> _TESTO FORNITO_
Le rotte dei profughi nello scacchiere balcanico

La gestione del passaggio dei profughi nella rotta balcanica diventa sempre più organizzata. Mezzi di trasporto coordinati dai Governi accompagnano i rifugiati da un punto all’altro della frontiera, facendoli transitare solo qualche ora in centri dove sono identificati. Alcune frontiere si chiudono ed altre se ne aprono, le rotte cambiano, ma restano sempre controllate dai vari Governi. I migranti, convogliati da un estremo all’altro del paese, diventano invisibili.

Fino ad oggi la rotta più battuta é quella che attraversa Macedonia, Serbia, Croazia, Ungheria, Austria e Germania. Ma lo scacchiere delle frontiere Balcaniche è in continuo movimento. Si parla di una possibile chiusura della frontiera croato-ungherese, completato il secondo muro di Orban. Due gli scenari possibili che si aprono: dalla Croazia i rifugiati saranno portati in Slovenia e da lì in Austria, escludendo quindi l’Ungheria dalle rotte, oppure la Serbia si accorda con la Romania che diventa il nuovo punto di passaggio.

> _DATI FORNITI_
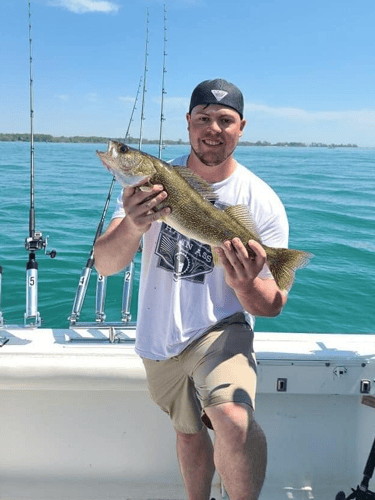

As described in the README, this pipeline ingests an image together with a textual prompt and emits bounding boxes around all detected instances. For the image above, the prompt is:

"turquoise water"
[0,143,375,333]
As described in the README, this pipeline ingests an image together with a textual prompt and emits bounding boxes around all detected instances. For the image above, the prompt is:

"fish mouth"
[96,150,111,172]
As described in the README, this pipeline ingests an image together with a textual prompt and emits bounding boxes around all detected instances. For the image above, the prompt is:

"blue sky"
[0,0,375,147]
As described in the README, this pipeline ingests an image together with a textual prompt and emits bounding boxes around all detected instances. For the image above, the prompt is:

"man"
[95,79,288,500]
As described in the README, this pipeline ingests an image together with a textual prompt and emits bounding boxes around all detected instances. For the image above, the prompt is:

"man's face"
[186,104,246,166]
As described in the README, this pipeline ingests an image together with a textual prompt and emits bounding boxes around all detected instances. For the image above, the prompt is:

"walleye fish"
[97,141,312,290]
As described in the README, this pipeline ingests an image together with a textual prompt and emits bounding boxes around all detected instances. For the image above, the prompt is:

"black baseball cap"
[189,78,244,119]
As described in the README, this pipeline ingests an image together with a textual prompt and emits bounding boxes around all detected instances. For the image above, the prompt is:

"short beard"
[191,146,235,167]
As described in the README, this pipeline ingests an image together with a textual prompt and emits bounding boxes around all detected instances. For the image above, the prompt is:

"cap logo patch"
[211,90,228,102]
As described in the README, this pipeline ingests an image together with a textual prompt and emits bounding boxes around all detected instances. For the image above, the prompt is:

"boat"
[0,324,375,500]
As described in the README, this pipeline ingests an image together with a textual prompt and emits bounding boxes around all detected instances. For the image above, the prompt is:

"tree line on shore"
[0,133,358,148]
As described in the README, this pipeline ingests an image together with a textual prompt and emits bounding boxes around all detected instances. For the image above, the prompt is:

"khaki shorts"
[143,313,256,434]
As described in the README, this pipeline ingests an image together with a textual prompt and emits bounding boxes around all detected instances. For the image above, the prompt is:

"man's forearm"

> _COSA FARE_
(a) Per ciascuna delle affermazioni seguenti, stabilisci se concorda con il testo sulle rotte dei profughi nei Balcani: rispondi sì o no e riporta tra virgolette le parole del testo che lo decidono. (i) La rotta più battuta passa per la Romania. (ii) I rifugiati restano per diversi giorni nei centri di identificazione. (iii) Anche quando cambiano, le rotte rimangono sotto il controllo dei Governi.
(b) Riprendi il testo sulle rotte dei profughi nei Balcani e continualo a partire dall'ultima frase.
I dati provengono da un'altra fonte.

> _RISULTATI_
(a)
(i) No: "Fino ad oggi la rotta più battuta é quella che attraversa Macedonia, Serbia, Croazia, Ungheria, Austria e Germania."
(ii) No: "facendoli transitare solo qualche ora in centri dove sono identificati."
(iii) Sì: "le rotte cambiano, ma restano sempre controllate dai vari Governi."

(b)
Al parco Bristol di Belgrado restano solo qualche centinaio di profughi. Sono spesso quelli più vulnerabili. L’assetto dell’accampamento resta uguale: tende ovunque, ma qui possono ricevere informazioni, vestiario, cibo, cure mediche. Sono centinaia i volontari che affiancano le numerose organizzazioni presenti.  Molti i cittadini che offrono vestiti o cibo.

La solidarietà arriva fino alla frontiera. Al valico di Babska, dove sono convogliati la maggior parte dei rifugiati che entra in Croazia, ci sono decine di organizzazioni in un campo coordinato dalla Croce Rossa, da Msf, da Unhcr e da varie associazioni locali. Ci sono anche volontari venuti da altre città della Serbia. Poco prima della frontiera croata, ci sono un gruppo di volontari della Repubblica Ceca. Offrono té caldo ed un sorriso, ma anche informazioni scritte in varie lingue su cartoni. Viene spiegato che, superati i 150 metri che separano la Croazia dalla Serbia, i profughi devono percorrere 1 km a piedi, saranno poi portati negli ‘shelter’ croati, identificati ed accompagnati alla frontiera ungherese. Da lì passeranno  ‘illegalmente’ a piedi la frontiera, e continueranno il loro cammino verso l’Austria.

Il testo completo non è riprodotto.